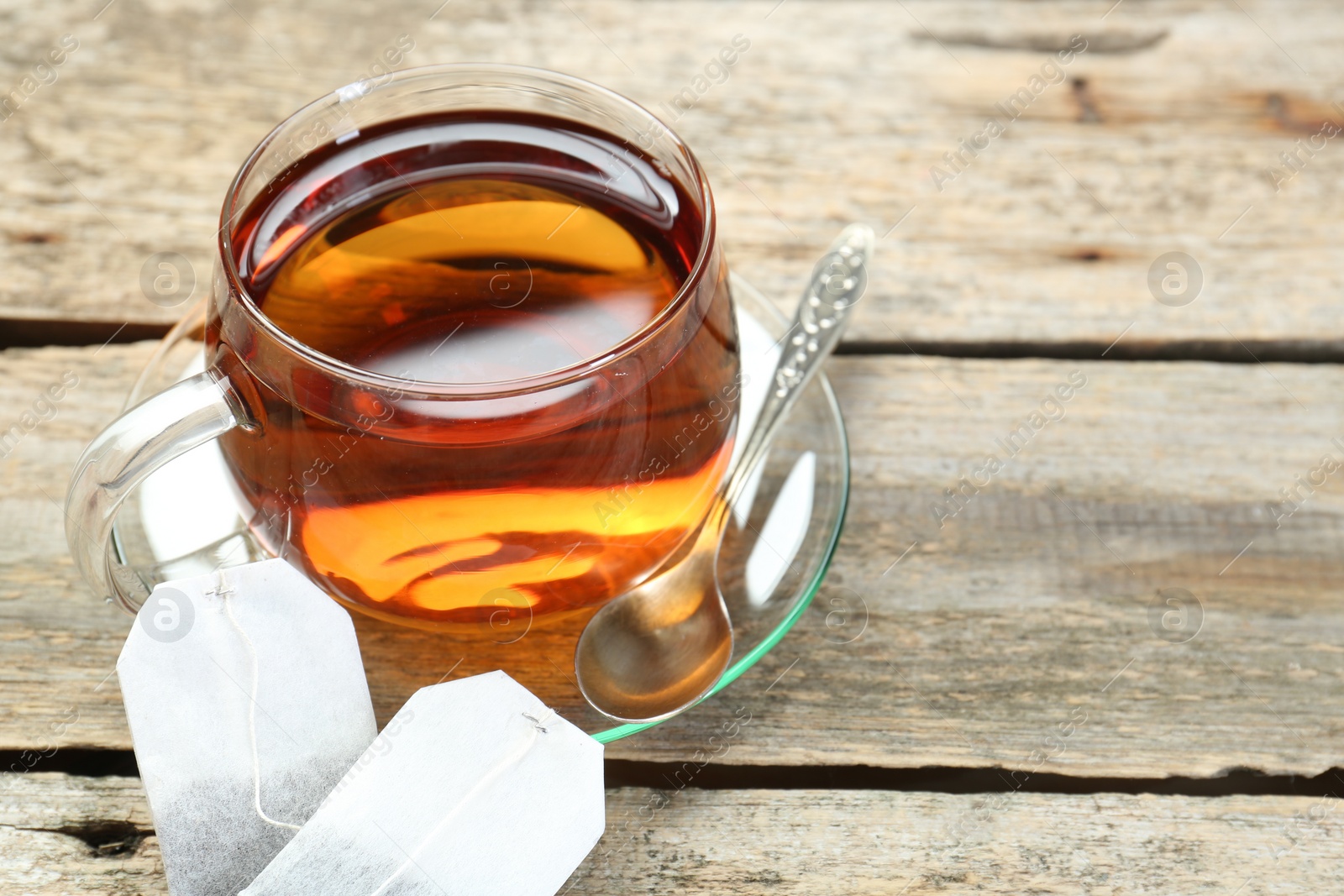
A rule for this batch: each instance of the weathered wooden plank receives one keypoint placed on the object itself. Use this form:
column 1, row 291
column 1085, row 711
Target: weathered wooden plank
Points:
column 1018, row 633
column 808, row 842
column 1159, row 141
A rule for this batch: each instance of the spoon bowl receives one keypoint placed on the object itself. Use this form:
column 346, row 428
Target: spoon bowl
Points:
column 663, row 645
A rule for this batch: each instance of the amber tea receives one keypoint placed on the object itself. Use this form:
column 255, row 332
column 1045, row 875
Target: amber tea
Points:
column 490, row 251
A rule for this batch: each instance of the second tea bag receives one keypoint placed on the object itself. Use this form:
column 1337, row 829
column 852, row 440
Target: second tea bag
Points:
column 248, row 701
column 474, row 789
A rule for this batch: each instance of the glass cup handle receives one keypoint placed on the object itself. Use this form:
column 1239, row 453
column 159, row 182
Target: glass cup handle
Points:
column 134, row 445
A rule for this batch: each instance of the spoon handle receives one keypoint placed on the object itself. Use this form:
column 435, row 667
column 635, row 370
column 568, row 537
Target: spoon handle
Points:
column 837, row 282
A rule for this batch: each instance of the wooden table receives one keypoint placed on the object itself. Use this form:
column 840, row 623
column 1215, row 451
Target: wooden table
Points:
column 1015, row 718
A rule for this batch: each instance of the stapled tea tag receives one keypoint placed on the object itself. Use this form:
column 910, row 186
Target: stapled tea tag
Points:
column 474, row 789
column 248, row 701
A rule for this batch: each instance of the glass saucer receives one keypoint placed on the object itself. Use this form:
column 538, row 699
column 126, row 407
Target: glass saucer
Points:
column 185, row 521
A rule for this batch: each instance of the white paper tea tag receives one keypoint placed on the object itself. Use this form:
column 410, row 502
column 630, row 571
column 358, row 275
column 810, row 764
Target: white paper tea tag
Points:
column 248, row 701
column 474, row 789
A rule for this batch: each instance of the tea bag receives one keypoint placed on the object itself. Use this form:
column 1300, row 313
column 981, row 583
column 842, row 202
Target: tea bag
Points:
column 474, row 789
column 248, row 701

> Stated task
Render every line of the records above as a numbered list, leaving out blank lines and the pictures.

> Exercise response
1. A rule for this batch: each instance of the weathered wooden plank receives one keypoint placed on the object itself. Use this form:
2. column 1, row 291
3. column 1085, row 711
4. Target: weathered wooden plank
5. Points:
6. column 1018, row 633
7. column 808, row 842
8. column 1159, row 141
9. A rule for this batch: each instance of the spoon bowl receives one keypoint placed on the object itself. Use this form:
10. column 346, row 428
11. Target: spoon bowl
12. Points:
13. column 663, row 645
14. A rule for this batch: each instance of the amber tea receives one keypoint placed on the object itself. Use this form:
15. column 255, row 332
16. column 1045, row 875
17. Target: amber tea
18. Points:
19. column 490, row 251
20. A rule for this batch: each instance of the second tea bag receives one keypoint placed on the object itself. Use this form:
21. column 1337, row 829
22. column 852, row 440
23. Target: second tea bag
24. Points:
25. column 248, row 701
26. column 474, row 789
27. A rule for this batch: each instance of the glass cup handle receives one keypoint placed on the object itself. Use this form:
28. column 1239, row 453
29. column 159, row 182
30. Target: glass cup handle
31. Points:
32. column 134, row 445
33. A rule for this batch: each instance of the spoon handle receives one keypoint placed on the object itself. Use this form:
34. column 435, row 667
35. column 635, row 370
36. column 568, row 537
37. Target: spoon handle
38. Points:
39. column 837, row 282
40. A rule for this batch: each instance of the wooden table receives one keypoint placed on the object itself. Use this form:
41. column 840, row 623
42. column 1215, row 451
43. Target: wooden table
44. Points:
45. column 1015, row 718
46. A rule for this batch: each instance of the stapled tea tag receives one keypoint placed on the object itself. Use this form:
47. column 910, row 186
48. Target: stapled tea tag
49. Points:
50. column 474, row 789
51. column 248, row 701
52. A rule for this batch: each instance of the glass saucer receives one keypoint placed on the object itself. Use this form:
53. column 538, row 699
54. column 126, row 407
55. Target: glass saucer
56. Points:
57. column 185, row 521
58. A rule for this batch: each instance of the white paper tea tag receives one keypoint placed on the object itself. Use this form:
59. column 410, row 502
60. column 630, row 571
61. column 358, row 275
62. column 810, row 764
63. Target: white paper tea tag
64. Points:
65. column 248, row 701
66. column 474, row 789
67. A rule for this batch: each instance of the tea bag receives one keypoint placed on the object itself. Use this form:
68. column 1300, row 313
69. column 981, row 583
70. column 842, row 202
71. Target: tea bag
72. Points:
73. column 474, row 789
74. column 248, row 701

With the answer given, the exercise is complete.